Consegna —
Individui tutte le righe dei record che contengono la stringa "room" e le trascriva integralmente. Distingua tra maiuscole e minuscole.

Dati forniti —
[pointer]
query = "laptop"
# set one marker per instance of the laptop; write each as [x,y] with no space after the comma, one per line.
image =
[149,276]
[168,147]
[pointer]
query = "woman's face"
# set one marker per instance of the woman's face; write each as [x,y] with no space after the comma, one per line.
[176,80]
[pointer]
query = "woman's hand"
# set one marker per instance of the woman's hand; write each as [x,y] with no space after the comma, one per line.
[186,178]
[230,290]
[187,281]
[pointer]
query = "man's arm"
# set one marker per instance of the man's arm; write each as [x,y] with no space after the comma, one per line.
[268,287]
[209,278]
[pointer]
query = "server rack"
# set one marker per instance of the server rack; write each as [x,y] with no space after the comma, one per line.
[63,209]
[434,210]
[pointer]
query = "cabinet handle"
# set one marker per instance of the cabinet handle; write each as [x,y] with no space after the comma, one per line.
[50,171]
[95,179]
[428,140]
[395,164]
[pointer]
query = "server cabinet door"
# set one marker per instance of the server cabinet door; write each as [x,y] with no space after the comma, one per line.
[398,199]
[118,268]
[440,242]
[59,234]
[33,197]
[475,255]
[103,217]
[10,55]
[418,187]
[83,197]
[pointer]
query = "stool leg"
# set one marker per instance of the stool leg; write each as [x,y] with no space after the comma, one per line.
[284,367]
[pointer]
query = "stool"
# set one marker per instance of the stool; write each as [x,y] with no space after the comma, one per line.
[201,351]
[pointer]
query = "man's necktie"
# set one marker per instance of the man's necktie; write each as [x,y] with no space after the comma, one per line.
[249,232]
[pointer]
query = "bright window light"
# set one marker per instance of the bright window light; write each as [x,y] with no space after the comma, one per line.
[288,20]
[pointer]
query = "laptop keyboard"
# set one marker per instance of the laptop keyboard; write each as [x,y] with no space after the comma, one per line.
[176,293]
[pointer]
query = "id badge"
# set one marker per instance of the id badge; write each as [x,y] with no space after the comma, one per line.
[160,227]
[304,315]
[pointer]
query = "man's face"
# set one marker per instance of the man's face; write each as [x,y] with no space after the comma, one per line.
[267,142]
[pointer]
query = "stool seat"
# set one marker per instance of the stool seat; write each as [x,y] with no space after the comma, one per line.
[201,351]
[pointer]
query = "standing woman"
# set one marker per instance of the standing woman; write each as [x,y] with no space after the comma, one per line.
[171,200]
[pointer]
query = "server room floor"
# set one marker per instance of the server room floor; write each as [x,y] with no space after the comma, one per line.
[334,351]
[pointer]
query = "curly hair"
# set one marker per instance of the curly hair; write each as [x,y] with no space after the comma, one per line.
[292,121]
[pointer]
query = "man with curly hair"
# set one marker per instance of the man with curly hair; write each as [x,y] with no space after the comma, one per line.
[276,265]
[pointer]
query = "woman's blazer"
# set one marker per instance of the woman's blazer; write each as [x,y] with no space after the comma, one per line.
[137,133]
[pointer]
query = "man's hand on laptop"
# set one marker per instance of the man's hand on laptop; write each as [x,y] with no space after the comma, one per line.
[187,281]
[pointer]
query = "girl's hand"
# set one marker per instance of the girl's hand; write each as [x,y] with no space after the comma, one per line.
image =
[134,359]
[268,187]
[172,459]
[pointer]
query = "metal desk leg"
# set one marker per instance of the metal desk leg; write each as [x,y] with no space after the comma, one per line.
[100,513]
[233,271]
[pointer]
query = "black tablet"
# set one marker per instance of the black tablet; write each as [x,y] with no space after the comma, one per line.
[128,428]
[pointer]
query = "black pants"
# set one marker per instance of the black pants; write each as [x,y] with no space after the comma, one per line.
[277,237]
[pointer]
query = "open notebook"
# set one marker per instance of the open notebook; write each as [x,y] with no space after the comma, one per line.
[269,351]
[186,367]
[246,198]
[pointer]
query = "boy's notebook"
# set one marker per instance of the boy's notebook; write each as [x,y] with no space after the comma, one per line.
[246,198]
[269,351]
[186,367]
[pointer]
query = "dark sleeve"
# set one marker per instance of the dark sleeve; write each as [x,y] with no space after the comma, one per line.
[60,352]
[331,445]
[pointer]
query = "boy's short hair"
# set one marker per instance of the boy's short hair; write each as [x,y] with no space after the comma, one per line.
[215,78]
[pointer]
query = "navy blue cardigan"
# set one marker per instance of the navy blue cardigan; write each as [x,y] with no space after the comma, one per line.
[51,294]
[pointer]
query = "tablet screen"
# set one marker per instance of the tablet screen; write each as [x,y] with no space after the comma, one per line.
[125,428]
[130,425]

Soluzione —
query = "server room floor"
# set one marker per instance of the server room floor; write each as [x,y] with no space after the comma, one per line.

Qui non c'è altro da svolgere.